### Tasks for this exercise
**A)** How many lines of the listing contain the string "wheel", with case counting? Reply with the number only.
**B)** Could you carry on the README about object detection and segmentation with the PennFudanPed dataset, picking up right after its last sentence?

Object detection and segmentation using PennFudanPed/ dataset

This folder contains data and various code samples related to using object detectors and object segmentation. The original code was adapted from Pytorch - TorchVision Object Detection Finetuning Tutorial and David Macêdo Github. The intent of this code is to cover all stages in the object detection and segmentation pipeline as a programming practice. It is true that not all aspects can be covered. It uses pre-trained models from Pytorch and the Penn-Fudan Database from here

Folders Description
torchvision_01.py From PennFudanPed it uses torchvision library to read a .PNG image, makes transformations using GPU/CPU and show it on the screen.
torchvision_02.py Takes instance segmentation mask images, transforms from Tensor to Pillow image, after it merges the masks in one image.

Use of tensors and transformation of tensors and images


Basic examples using image transforms offered by torchvision.transforms.functional. Two ways to call the same function.

import torchvision.transforms.functional as F
p_img_01 = F.to_pil_image(tensor_img)
import torchvision.transforms as T
transform = T.ToPILImage()
p_img_01 = transform(tensor_img.to(device))
Folders Description
tensor_conversion_pytorch.py Read images using read_image() conversion, basic pipeline.
tensor_conversion_pil.py Read images using PIL.Image.open() conversion, basic pipeline.
tensor_conversion_opencv.py Read images using OpenCV cv2.imread() conversion, basic pipeline.

Connecting tensor conversion with deep learning models. Examples using MASK R-CNN (from torchvision.models.detection import maskrcnn_resnet50_fpn, maskrcnn_resnet50_fpn(pretrained=True)). The result is a binary mask converted.

Folders Description
tensor_conversion_01.py Read images using read_image() conversion.
tensor_conversion_02.py Read images using PIL.Image.open() conversion.
tensor_conversion_03.py Read images using cv2.imread() conversion.
tensor_conversion_opencv_fasterrcnn.py Read images using cv2.imread() conversion to model FASTER R-CNN and get OpenCV format. This is a good example of conversions in a pipeline with models.
tensor_conversion_opencv_fasterrcnn_02.py Read images using cv2.imread() conversion to model FASTER R-CNN V2 and get OpenCV format. This is a good example of conversions in a pipeline with models.
tensor_conversion_opencv_maskrcnn.py Read images using cv2.imread() conversion to model MASK R-CNN and get OpenCV format. This is a good example of conversions in a pipeline with models.

This link explains, about data type conversion.

Model pipelines for bounding box (BBOX) and mask segmentation (MASK)

Training models

Folders Description
./train_scripts/main_free_gpu_cache.py Tool for clean GPU memory
./train_scripts/main_training_code.py Code to train people detector using PennFudanPed/ dataset. This script produces a file with weights in format .pth
./train_scripts/tv-training-code_corrected.py Original code to train people detector using PennFudanPed/ dataset. This script produces a file with weights in format .pth


Testing bounding box models(BBOX) and mask segmentation models (MASK) sequence in PennFudanPed/

Folders Description
eval_pennfudanpen_bbox_01.py Detecting people using PennFudanPed/ dataset with from torchvision.models.detection.fasterrcnn_resnet50_fpn pretrained model
eval_pennfudanpen_mask_01.py Detecting apples using PennFudanPed/ dataset with from from torchvision.models.detection import maskrcnn_resnet50_fpn pretrained model

Testing bounding box models(BBOX) and mask segmentation models (MASK) sequence in a normal image.

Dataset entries
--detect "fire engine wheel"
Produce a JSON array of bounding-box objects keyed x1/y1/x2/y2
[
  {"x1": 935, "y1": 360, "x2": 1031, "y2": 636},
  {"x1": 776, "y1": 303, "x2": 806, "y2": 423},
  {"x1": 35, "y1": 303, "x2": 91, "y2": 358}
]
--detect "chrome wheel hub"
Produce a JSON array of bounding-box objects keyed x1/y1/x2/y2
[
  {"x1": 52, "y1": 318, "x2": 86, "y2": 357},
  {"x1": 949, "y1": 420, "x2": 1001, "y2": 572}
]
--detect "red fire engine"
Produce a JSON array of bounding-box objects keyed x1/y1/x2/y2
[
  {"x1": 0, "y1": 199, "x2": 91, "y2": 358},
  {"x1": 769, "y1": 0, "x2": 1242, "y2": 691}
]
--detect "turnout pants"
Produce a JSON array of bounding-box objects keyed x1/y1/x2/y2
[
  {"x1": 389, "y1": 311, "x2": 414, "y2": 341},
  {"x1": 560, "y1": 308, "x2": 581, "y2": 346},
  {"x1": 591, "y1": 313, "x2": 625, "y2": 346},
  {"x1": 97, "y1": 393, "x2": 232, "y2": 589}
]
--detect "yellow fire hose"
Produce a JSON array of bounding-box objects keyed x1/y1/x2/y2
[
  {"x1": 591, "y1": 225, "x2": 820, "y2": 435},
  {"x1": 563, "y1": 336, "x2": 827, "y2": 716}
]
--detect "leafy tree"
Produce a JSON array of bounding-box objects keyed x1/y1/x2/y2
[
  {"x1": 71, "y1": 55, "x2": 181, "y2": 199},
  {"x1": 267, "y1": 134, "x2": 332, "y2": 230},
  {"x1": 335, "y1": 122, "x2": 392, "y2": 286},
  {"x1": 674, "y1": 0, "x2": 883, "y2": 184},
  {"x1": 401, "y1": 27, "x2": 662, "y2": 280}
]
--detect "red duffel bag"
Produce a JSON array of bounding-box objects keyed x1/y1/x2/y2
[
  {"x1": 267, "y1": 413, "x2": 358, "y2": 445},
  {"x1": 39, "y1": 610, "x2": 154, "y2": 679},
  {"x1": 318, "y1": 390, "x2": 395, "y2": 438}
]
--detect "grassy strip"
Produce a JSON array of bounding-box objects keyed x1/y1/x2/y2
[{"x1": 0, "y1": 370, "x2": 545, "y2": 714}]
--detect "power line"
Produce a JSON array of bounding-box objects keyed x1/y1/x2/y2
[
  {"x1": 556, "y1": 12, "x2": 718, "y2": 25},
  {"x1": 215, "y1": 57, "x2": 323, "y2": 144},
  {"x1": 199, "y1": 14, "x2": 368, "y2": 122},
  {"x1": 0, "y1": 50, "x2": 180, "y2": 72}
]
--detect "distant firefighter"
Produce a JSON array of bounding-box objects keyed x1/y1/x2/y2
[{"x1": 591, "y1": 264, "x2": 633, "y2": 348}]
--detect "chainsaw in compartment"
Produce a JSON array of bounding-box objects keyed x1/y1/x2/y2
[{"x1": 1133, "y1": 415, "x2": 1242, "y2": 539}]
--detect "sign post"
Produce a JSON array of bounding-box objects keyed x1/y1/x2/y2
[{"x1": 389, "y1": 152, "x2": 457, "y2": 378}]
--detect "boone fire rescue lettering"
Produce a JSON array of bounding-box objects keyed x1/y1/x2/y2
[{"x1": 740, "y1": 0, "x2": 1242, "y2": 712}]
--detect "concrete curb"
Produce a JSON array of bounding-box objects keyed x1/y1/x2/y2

### Answers provided
**A)** 2

**B)**
Folders Description
eval_story_rgb_bbox_01.py Detecting people using story_rgb/ dataset with from torchvision.models.detection.fasterrcnn_resnet50_fpn pretrained model
eval_story_rgb_mask_01.py Detecting apples using story_rgb/ dataset with from from torchvision.models.detection import maskrcnn_resnet50_fpn pretrained model
IMPORTANT! eval_story_rgb_mask_02.py Detecting apples using story_rgb/ dataset with from from torchvision.models.detection import maskrcnn_resnet50_fpn pretrained model saving data in an output/ folder

Checking the trained weight in a .pth file with a MASK R-CNN model.

Folders Description
main_evaluate_pennfudanpen_code.py Detecting people using random images from PennFudanPed/ dataset, with torchvision.models.detection import maskrcnn_resnet50_fpn pretrained model and load trained weights from a file .pth
main_evaluate_people_code.py Detecting people using test images torchvision.models.detection import maskrcnn_resnet50_fpn pretrained model and load trained weights from a file .pth

Webcam examples RGB cameras


Folders Description
webcam_basic_loop_01.py Basic loop to extract frames from webcam without object detection.
webcam_obj_detect_01.py It is a simple object detector, it has not enough performance.
webcam_obj_detect_02.py It is a demo using object detection for BBOX. This get a stream from a webcam and detect objects.
webcam_obj_detect_pre_bbox.py It is a demo using object detection for BBOX with pre trained default model MASK R-CNN
webcam_obj_detect_pre_mask.py It is a demo using object detection for MASK with pre trained default model MASK R-CNN


Hardware and software stack used

  • Ubuntu 20.04.3 LTS 64 bits.
  • Windows 10
  • Intel® Core™ i7-8750H CPU @ 2.20GHz × 12.
  • GeForce GTX 1050 Ti Mobile.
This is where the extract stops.